WHAT THE TASK REQUIRES | Copy out the line containing "target | metal milk can" and each line after it, through the last one in the material, exactly as written.

DATA PROVIDED |
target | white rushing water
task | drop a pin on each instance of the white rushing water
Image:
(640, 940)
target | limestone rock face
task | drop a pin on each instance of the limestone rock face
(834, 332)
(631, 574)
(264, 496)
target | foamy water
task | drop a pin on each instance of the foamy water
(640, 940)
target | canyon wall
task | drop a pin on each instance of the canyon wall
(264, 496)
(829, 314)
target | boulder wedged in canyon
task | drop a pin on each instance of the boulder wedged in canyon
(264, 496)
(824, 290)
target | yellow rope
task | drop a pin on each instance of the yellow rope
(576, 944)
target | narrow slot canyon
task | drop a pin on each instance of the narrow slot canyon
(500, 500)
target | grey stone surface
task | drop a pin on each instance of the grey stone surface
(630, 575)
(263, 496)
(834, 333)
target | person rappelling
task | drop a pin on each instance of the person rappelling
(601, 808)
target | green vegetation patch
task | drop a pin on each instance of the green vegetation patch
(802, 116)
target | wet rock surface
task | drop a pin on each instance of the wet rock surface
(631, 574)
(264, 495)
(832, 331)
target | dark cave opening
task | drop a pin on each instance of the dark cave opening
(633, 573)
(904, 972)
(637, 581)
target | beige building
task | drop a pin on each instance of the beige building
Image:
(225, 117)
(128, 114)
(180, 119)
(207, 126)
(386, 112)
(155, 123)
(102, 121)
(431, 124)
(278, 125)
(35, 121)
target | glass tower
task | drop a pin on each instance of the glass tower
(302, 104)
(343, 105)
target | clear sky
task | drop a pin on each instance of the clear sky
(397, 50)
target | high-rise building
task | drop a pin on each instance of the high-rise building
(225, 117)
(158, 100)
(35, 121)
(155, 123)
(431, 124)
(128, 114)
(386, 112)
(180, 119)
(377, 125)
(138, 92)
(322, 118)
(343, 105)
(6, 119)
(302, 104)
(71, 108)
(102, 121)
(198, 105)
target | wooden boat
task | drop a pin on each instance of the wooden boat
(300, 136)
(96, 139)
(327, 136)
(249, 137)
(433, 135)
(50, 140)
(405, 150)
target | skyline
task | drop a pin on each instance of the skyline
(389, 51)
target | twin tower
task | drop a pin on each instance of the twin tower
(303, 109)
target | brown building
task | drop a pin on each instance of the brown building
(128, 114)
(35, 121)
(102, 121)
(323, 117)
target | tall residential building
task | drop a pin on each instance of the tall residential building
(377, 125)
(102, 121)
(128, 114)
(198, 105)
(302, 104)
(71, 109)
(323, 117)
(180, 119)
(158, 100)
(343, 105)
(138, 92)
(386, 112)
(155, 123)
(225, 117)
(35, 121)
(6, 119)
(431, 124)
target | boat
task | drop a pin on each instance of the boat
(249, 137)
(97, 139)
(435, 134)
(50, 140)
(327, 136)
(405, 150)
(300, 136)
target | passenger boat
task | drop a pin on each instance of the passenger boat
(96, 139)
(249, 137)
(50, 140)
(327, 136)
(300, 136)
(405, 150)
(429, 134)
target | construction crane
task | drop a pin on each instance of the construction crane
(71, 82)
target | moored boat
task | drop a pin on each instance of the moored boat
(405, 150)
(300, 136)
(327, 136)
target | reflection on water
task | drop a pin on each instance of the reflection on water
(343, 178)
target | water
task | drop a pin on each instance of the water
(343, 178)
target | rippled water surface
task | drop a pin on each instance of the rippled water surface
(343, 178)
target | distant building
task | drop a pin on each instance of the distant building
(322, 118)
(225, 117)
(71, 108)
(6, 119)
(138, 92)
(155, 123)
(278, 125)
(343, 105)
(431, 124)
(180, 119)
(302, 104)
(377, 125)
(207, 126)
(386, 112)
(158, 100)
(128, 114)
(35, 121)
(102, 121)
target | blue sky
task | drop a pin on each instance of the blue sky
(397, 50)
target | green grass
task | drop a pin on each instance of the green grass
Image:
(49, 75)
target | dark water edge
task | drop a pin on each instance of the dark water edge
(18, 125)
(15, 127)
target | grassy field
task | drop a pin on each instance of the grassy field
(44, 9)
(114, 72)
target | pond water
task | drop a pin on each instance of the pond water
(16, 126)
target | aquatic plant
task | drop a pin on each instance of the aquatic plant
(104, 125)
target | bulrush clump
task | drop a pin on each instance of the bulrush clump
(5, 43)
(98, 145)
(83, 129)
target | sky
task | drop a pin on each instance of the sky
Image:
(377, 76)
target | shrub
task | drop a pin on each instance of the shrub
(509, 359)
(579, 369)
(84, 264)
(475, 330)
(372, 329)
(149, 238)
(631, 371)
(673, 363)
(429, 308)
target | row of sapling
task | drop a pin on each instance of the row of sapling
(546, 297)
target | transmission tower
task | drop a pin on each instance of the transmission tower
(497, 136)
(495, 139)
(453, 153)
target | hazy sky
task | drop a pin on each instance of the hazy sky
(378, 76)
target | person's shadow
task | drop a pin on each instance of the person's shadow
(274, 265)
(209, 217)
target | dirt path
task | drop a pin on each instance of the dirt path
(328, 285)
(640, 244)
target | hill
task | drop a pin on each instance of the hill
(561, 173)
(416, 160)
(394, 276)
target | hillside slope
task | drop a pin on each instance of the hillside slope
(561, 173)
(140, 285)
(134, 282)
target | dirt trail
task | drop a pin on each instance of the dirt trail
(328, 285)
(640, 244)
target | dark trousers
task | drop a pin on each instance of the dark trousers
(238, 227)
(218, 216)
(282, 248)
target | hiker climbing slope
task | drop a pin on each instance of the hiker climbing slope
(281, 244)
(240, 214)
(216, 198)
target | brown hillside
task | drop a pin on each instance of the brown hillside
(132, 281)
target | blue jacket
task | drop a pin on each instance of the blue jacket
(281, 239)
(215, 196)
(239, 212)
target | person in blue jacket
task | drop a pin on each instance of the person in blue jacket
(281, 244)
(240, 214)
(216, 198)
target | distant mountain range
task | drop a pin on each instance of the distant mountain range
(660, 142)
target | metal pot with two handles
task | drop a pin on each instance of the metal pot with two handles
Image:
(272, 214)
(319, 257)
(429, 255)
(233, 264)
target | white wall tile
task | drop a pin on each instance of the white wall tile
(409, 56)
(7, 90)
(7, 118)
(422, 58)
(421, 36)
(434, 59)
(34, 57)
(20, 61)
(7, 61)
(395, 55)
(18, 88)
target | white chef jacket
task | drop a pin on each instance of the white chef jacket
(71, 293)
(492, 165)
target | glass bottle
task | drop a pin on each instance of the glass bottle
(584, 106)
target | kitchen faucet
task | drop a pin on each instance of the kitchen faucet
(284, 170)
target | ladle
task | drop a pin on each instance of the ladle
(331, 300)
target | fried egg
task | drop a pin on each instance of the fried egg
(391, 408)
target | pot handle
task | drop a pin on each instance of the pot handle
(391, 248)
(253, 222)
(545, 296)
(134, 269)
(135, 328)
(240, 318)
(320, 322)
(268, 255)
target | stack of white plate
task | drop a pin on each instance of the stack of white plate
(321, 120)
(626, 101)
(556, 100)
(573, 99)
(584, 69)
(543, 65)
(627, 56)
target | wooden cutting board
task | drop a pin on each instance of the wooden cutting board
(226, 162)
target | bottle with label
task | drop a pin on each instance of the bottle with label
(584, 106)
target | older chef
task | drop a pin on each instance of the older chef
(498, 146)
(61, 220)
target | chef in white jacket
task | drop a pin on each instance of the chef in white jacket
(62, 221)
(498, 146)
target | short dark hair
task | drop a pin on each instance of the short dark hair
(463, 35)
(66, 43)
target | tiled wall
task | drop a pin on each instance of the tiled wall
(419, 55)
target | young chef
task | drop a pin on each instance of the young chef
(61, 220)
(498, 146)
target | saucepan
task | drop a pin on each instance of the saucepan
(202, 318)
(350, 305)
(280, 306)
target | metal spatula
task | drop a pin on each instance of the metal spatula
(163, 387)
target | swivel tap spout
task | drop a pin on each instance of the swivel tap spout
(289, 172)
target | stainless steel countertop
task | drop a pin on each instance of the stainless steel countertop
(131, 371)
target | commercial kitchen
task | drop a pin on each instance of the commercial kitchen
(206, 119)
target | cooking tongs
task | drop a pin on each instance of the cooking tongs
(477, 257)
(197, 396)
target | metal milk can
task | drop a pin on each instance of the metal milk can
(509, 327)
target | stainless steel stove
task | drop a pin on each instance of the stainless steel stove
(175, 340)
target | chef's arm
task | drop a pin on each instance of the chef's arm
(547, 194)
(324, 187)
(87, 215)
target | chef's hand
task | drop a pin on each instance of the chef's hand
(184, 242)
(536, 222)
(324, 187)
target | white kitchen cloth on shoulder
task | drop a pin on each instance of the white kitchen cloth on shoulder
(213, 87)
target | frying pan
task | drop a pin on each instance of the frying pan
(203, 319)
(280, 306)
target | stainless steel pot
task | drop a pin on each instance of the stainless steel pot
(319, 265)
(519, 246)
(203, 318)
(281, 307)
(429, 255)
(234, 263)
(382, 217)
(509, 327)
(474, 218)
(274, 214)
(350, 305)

COMPLETED TASK |
target | metal milk can
task | drop a pin on each instance of the metal milk can
(509, 327)
target | stainless steel stove
task | drop a pin on each instance of the stainless steel stove
(175, 340)
target | chef's arm
task | drop a pin on each instance of the chef's arm
(547, 194)
(324, 187)
(87, 215)
target | chef's hand
task | drop a pin on each instance of the chef's hand
(184, 242)
(536, 222)
(324, 187)
target | white kitchen cloth on shoulder
task | drop a pin on each instance of the white kitchen cloth on shoulder
(213, 87)
target | frying pan
task | drop a pin on each instance of the frying pan
(203, 319)
(280, 306)
target | stainless steel pot
task | drop a pin on each instance of the stainless steel pot
(319, 265)
(519, 246)
(203, 318)
(281, 307)
(429, 255)
(234, 263)
(382, 217)
(509, 327)
(474, 218)
(274, 214)
(350, 305)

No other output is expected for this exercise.